#### EXERCISE DESCRIPTION
What is needed is an exact copy of the entries below, from the line that contains "mark: the woman's arm, one point per instance" through the final line, both included, and nothing else.

#### PROVIDED INFORMATION
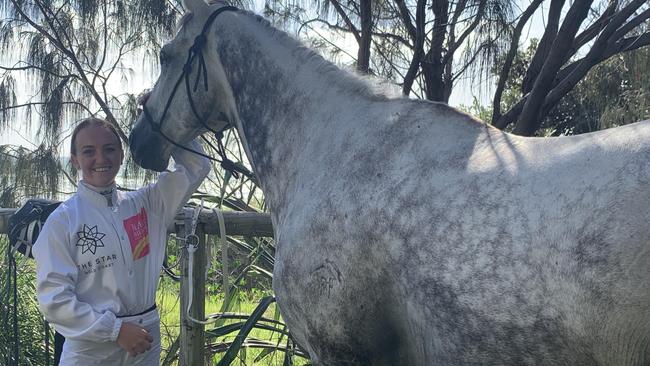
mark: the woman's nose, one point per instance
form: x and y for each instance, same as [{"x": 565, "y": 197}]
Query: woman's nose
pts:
[{"x": 142, "y": 99}]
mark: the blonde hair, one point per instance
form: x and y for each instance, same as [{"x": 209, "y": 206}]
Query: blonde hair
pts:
[{"x": 92, "y": 122}]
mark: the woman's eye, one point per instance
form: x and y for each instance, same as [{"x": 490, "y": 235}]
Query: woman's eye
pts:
[{"x": 164, "y": 57}]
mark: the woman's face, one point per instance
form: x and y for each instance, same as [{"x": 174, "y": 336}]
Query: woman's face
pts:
[{"x": 99, "y": 155}]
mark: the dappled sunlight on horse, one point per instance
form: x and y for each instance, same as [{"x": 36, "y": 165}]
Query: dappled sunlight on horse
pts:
[{"x": 409, "y": 233}]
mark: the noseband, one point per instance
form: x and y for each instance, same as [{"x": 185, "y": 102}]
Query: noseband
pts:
[{"x": 196, "y": 51}]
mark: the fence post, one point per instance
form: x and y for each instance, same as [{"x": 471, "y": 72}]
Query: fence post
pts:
[{"x": 192, "y": 338}]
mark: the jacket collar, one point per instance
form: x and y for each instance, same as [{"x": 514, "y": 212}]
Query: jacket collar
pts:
[{"x": 93, "y": 195}]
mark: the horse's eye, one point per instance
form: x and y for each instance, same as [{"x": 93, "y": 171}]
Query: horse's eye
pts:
[{"x": 164, "y": 57}]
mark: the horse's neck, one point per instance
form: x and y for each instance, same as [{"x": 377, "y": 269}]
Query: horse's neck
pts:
[{"x": 283, "y": 101}]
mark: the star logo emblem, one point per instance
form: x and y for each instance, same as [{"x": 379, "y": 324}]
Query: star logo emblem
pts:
[{"x": 89, "y": 239}]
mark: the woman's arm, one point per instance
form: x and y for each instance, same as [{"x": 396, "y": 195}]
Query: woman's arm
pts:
[{"x": 175, "y": 187}]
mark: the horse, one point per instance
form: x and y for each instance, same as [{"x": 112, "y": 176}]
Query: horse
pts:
[{"x": 409, "y": 233}]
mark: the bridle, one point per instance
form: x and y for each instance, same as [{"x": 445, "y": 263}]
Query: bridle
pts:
[{"x": 196, "y": 51}]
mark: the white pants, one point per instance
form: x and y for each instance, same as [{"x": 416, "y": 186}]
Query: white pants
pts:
[{"x": 78, "y": 352}]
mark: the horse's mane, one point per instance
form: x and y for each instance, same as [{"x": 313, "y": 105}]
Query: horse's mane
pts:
[{"x": 368, "y": 86}]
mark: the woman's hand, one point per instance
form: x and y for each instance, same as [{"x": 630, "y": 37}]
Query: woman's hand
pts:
[{"x": 134, "y": 339}]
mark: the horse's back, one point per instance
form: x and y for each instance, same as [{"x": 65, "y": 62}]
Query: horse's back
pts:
[{"x": 469, "y": 246}]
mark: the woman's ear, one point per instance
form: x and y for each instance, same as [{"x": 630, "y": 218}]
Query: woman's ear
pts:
[
  {"x": 75, "y": 162},
  {"x": 195, "y": 6}
]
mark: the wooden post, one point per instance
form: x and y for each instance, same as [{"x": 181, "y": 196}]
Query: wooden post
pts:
[{"x": 192, "y": 337}]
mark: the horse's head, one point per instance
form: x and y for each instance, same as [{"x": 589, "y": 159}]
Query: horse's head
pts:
[{"x": 179, "y": 108}]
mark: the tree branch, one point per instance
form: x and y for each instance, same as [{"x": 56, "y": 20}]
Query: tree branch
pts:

#### RESULT
mark: the woman's arm, one point per instance
form: x and y for each instance, same as [{"x": 396, "y": 195}]
Query: woman's arm
pts:
[{"x": 175, "y": 187}]
mark: the horse, one point per instance
form: x and y for each instance, same as [{"x": 112, "y": 176}]
Query: horse
pts:
[{"x": 409, "y": 233}]
mark: the bridle, one point per instance
form: x and y for each instance, same as [{"x": 445, "y": 263}]
Query: bridle
pts:
[{"x": 196, "y": 51}]
mark: the white pants, one point per instance
form: x and y for each instance, same as [{"x": 416, "y": 186}]
Query: white pants
pts:
[{"x": 78, "y": 352}]
mark: the horse's mane, one point per instance
form: x and y for each instance, same as [{"x": 313, "y": 105}]
Query: horse's mane
pts:
[{"x": 368, "y": 86}]
mark: the woman's hand, one point per instance
form: x and y for each instance, same as [{"x": 630, "y": 37}]
Query: woman's hand
pts:
[{"x": 134, "y": 339}]
mark: the horse's back, one point per instance
form: x and y for each instance, same as [{"x": 65, "y": 62}]
Query: horse's back
pts:
[{"x": 469, "y": 246}]
mark: the woman's ear, one point per instance
form: x and y for each instance, same as [{"x": 630, "y": 218}]
Query: woman's ear
pts:
[
  {"x": 75, "y": 162},
  {"x": 195, "y": 6}
]
mark: the wooden post, one point per instance
form: x and y for each instance, same as [{"x": 181, "y": 196}]
Query: wooden post
pts:
[{"x": 192, "y": 337}]
mark: the horse's head, one point per instance
form: x and y for each instance, same as [{"x": 589, "y": 159}]
Query: horse's head
pts:
[{"x": 179, "y": 108}]
mark: the tree branch, one point per instance
form: x and y for each instance, same as [{"x": 56, "y": 20}]
Query: tree branch
pts:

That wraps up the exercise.